Rewrite the entries below as a numbered list with one item per line, leaving out any blank lines.

>>

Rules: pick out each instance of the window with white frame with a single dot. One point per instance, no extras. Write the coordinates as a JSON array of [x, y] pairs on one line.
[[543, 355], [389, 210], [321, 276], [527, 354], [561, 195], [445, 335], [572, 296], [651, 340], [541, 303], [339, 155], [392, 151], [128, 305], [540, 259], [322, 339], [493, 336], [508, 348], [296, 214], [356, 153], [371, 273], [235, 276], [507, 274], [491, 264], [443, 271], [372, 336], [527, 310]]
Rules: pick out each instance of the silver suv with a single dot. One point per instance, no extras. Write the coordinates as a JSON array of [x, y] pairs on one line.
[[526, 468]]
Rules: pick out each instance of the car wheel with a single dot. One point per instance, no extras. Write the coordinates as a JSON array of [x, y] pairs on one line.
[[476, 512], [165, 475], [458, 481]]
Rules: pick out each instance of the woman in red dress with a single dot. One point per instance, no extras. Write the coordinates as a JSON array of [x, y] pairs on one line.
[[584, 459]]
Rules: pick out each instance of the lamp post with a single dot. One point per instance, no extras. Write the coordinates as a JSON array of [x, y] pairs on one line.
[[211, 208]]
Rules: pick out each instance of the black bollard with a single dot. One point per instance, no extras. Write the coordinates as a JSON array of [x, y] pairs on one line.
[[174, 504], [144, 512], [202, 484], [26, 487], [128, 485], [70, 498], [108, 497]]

<<

> [Answer]:
1. Rules: pick out each instance of the window with white frame with a single dot. One point per instance, no extras. Write the coordinates as a JSON array of [x, y] pairs on one line.
2. [[543, 355], [389, 210], [321, 276], [527, 354], [561, 195], [445, 335], [572, 296], [651, 340], [541, 303], [339, 155], [392, 151], [128, 305], [540, 259], [322, 339], [493, 336], [508, 348], [296, 214], [356, 153], [371, 273], [235, 276], [507, 274], [491, 264], [443, 271], [372, 336], [527, 310]]
3. Rules: pick out each instance of the silver suv with a single dot. One point per instance, no extras. Write the coordinates as a JSON array of [x, y] pairs on one line.
4. [[526, 468]]
5. Rules: pick out each instance of the car wheel with a single dot. One point per instance, no extras. Write the coordinates as a JSON array of [x, y] pairs on one line.
6. [[476, 512], [165, 475], [458, 481]]
7. Rules: pick out each instance of the woman in red dress with a single dot. One point per instance, no extras. Write the coordinates as a JSON array of [x, y] pairs on one line.
8. [[584, 459]]
9. Rules: pick out each instance of the lamp post with a single dot. One point per instance, no extras. Write the coordinates as a JSON array of [x, y] pairs on one line.
10. [[211, 208]]
11. Rules: pick out each instance of the black bollard with a single dot. One point per instance, no extras. Write the coordinates as a JSON array of [x, y] pairs on one line.
12. [[174, 504], [144, 512], [202, 484], [26, 487], [128, 485], [70, 498], [108, 497]]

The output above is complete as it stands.